# [Exercise objective]
Reply with the data below, repeated exactly in full.

[Dataset items]
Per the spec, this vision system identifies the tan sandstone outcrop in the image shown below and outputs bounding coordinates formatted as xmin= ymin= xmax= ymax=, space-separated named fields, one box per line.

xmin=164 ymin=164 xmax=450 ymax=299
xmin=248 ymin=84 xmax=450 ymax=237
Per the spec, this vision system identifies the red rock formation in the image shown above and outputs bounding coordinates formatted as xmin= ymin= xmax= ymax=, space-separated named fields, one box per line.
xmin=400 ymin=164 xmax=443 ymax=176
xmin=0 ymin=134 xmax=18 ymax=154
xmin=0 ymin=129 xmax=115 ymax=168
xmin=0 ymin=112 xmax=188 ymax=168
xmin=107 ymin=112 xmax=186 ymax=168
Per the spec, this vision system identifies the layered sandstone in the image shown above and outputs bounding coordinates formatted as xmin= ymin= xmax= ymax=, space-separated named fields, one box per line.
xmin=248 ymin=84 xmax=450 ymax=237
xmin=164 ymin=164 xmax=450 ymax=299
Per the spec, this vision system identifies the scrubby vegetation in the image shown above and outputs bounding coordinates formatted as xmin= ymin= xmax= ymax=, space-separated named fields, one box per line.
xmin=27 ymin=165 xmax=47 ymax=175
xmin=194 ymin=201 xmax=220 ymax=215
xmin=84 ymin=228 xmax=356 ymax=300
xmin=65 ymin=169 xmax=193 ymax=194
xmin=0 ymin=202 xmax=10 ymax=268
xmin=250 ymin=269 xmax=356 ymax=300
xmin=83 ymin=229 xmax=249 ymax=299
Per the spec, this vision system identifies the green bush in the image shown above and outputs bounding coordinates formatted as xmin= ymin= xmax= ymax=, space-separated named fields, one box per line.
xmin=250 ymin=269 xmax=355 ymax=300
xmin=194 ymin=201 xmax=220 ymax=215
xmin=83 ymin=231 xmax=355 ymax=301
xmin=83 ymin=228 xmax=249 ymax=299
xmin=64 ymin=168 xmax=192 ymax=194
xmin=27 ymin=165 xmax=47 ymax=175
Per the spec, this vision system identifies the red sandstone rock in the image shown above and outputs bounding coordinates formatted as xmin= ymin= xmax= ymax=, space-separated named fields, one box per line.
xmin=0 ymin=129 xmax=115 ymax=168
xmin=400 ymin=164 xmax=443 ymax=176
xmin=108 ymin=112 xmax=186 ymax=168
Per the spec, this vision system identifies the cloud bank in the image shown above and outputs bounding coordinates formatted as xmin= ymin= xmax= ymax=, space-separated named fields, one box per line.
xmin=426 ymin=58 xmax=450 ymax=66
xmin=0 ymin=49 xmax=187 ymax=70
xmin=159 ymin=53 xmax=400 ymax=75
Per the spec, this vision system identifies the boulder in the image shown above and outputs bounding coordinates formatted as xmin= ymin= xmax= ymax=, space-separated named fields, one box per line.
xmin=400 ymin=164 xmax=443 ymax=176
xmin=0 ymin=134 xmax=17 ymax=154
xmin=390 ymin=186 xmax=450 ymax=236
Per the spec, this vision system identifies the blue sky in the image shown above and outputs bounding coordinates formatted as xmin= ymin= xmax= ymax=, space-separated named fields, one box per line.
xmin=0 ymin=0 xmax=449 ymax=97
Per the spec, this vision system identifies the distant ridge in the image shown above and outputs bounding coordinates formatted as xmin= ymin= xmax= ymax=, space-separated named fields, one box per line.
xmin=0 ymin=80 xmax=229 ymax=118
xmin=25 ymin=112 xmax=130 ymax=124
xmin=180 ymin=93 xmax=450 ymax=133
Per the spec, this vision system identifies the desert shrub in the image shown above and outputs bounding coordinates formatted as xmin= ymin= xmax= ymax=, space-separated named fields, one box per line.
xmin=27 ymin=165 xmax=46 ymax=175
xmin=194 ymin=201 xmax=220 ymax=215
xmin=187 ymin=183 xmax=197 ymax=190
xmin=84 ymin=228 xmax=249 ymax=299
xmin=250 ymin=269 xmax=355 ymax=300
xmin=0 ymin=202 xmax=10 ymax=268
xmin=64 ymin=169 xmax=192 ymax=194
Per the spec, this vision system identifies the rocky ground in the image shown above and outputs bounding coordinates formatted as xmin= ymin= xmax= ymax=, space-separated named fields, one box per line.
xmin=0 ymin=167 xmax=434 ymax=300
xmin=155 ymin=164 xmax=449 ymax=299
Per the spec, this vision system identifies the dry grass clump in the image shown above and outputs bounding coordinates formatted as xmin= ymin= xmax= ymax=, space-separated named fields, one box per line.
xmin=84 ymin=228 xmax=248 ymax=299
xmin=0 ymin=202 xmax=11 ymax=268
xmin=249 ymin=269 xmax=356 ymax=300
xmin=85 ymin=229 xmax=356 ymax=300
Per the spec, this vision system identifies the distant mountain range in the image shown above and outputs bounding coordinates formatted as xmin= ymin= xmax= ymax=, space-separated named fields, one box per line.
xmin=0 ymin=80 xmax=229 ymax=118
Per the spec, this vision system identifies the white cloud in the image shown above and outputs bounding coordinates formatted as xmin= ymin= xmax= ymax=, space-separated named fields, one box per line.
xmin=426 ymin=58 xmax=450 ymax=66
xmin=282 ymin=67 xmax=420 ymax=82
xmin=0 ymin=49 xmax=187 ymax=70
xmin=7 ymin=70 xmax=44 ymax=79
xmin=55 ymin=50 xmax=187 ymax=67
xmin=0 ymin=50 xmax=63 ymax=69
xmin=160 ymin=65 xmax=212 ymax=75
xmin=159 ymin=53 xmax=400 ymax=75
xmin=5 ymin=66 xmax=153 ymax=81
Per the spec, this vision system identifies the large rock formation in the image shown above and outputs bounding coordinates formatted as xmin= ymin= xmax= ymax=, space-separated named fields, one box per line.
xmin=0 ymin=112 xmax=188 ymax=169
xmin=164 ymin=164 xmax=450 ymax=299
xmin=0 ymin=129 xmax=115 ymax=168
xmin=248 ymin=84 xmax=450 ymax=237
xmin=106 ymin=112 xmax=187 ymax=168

# [Solved problem]
Per the spec, this vision system identifies the tan sandstone outcrop in the image shown below and outputs bounding coordinates formatted as xmin= ymin= xmax= ymax=, space-separated named fields, one box per line.

xmin=164 ymin=164 xmax=450 ymax=299
xmin=248 ymin=84 xmax=450 ymax=237
Per the spec, this vision system identifies the red rock formation in the image shown above and outputs bounding coordinates formatted as xmin= ymin= xmax= ymax=, space-separated named fields, one box per line.
xmin=400 ymin=164 xmax=443 ymax=176
xmin=0 ymin=134 xmax=18 ymax=154
xmin=0 ymin=129 xmax=115 ymax=168
xmin=0 ymin=112 xmax=188 ymax=168
xmin=107 ymin=112 xmax=186 ymax=168
Per the spec, this vision system identifies the layered sandstone in the image shown above and outputs bounding coordinates formatted as xmin= ymin= xmax= ymax=, space-separated named fields, one box per line.
xmin=248 ymin=84 xmax=450 ymax=237
xmin=164 ymin=164 xmax=450 ymax=299
Per the spec, this vision system identifies the scrubby vegetation in the image shown above and outputs bounding coordinates formatted as xmin= ymin= xmax= ymax=, space-separated named fields, one box per line.
xmin=27 ymin=165 xmax=47 ymax=175
xmin=194 ymin=201 xmax=220 ymax=215
xmin=84 ymin=228 xmax=356 ymax=300
xmin=65 ymin=169 xmax=193 ymax=194
xmin=0 ymin=202 xmax=10 ymax=268
xmin=250 ymin=269 xmax=356 ymax=300
xmin=83 ymin=229 xmax=249 ymax=299
Per the spec, this vision system identifies the green bush in the image shown above and outputs bounding coordinates formatted as xmin= ymin= xmax= ymax=, space-separated named fields, one box per line.
xmin=250 ymin=269 xmax=355 ymax=300
xmin=194 ymin=201 xmax=220 ymax=215
xmin=83 ymin=231 xmax=355 ymax=301
xmin=83 ymin=228 xmax=249 ymax=299
xmin=64 ymin=168 xmax=192 ymax=194
xmin=27 ymin=165 xmax=47 ymax=175
Per the spec, this vision system identifies the red sandstone rock in the image shown above and outputs bounding coordinates formatted as xmin= ymin= xmax= ymax=, space-separated named fields, one box per line.
xmin=0 ymin=129 xmax=115 ymax=168
xmin=400 ymin=164 xmax=443 ymax=176
xmin=108 ymin=112 xmax=186 ymax=168
Per the spec, this vision system identifies the cloud bank in the image shown above and outputs bounding coordinates formatted as xmin= ymin= xmax= ymax=, space-separated named fields, one box per line.
xmin=426 ymin=58 xmax=450 ymax=66
xmin=0 ymin=49 xmax=187 ymax=70
xmin=159 ymin=53 xmax=400 ymax=75
Per the spec, this vision system identifies the boulder in the image shown above and outputs bounding coordinates formatted as xmin= ymin= xmax= ymax=, space-separated named fields, one box per line.
xmin=400 ymin=164 xmax=443 ymax=176
xmin=0 ymin=134 xmax=17 ymax=154
xmin=390 ymin=186 xmax=450 ymax=236
Per the spec, this vision system identifies the blue sky in the image shown above and outputs bounding coordinates formatted as xmin= ymin= xmax= ymax=, space-separated named fields, one box per line.
xmin=0 ymin=0 xmax=449 ymax=97
Per the spec, this vision system identifies the distant ridge in the image shown above and outputs bounding coordinates formatted as xmin= ymin= xmax= ymax=, space-separated named fields, one box per line.
xmin=0 ymin=80 xmax=229 ymax=118
xmin=25 ymin=112 xmax=130 ymax=124
xmin=180 ymin=93 xmax=450 ymax=133
Per the spec, this vision system identifies the desert shrub in the image shown above and outputs bounding coordinates formatted as xmin= ymin= xmax= ymax=, space-separated named fields, one box per line.
xmin=27 ymin=165 xmax=46 ymax=175
xmin=194 ymin=201 xmax=220 ymax=215
xmin=187 ymin=183 xmax=197 ymax=190
xmin=84 ymin=228 xmax=249 ymax=299
xmin=250 ymin=269 xmax=355 ymax=300
xmin=0 ymin=202 xmax=10 ymax=268
xmin=64 ymin=169 xmax=192 ymax=194
Per the spec, this vision system identifies the rocky ground in the image shown above and outputs bounding coordinates formatted as xmin= ymin= xmax= ymax=, space-separated named fields, one box per line.
xmin=0 ymin=167 xmax=434 ymax=300
xmin=155 ymin=164 xmax=449 ymax=299
Per the spec, this vision system identifies the dry grass clump in the image shown above and outputs bounding coordinates formatted as xmin= ymin= xmax= ymax=, space-separated named fields, one box per line.
xmin=84 ymin=228 xmax=248 ymax=299
xmin=0 ymin=202 xmax=11 ymax=268
xmin=249 ymin=269 xmax=356 ymax=300
xmin=85 ymin=229 xmax=356 ymax=300
Per the spec, this vision system identifies the distant mountain range in the image shown above and outputs bounding coordinates formatted as xmin= ymin= xmax= ymax=, space-separated named fields, one box per line.
xmin=0 ymin=80 xmax=229 ymax=118
Per the spec, this vision system identifies the white cloud in the image shown above and outputs bounding coordinates formatted as xmin= ymin= xmax= ymax=, space-separated named fields, one box per line.
xmin=426 ymin=58 xmax=450 ymax=66
xmin=282 ymin=67 xmax=420 ymax=82
xmin=0 ymin=49 xmax=187 ymax=70
xmin=7 ymin=70 xmax=44 ymax=79
xmin=55 ymin=50 xmax=187 ymax=67
xmin=0 ymin=50 xmax=63 ymax=69
xmin=160 ymin=65 xmax=212 ymax=75
xmin=159 ymin=53 xmax=400 ymax=75
xmin=5 ymin=66 xmax=153 ymax=81
Per the spec, this vision system identifies the large rock formation in the image shown above and outputs bounding coordinates formatted as xmin= ymin= xmax= ymax=, space-separated named fields, one box per line.
xmin=0 ymin=112 xmax=188 ymax=169
xmin=164 ymin=164 xmax=450 ymax=299
xmin=0 ymin=129 xmax=115 ymax=168
xmin=248 ymin=84 xmax=450 ymax=237
xmin=106 ymin=112 xmax=187 ymax=168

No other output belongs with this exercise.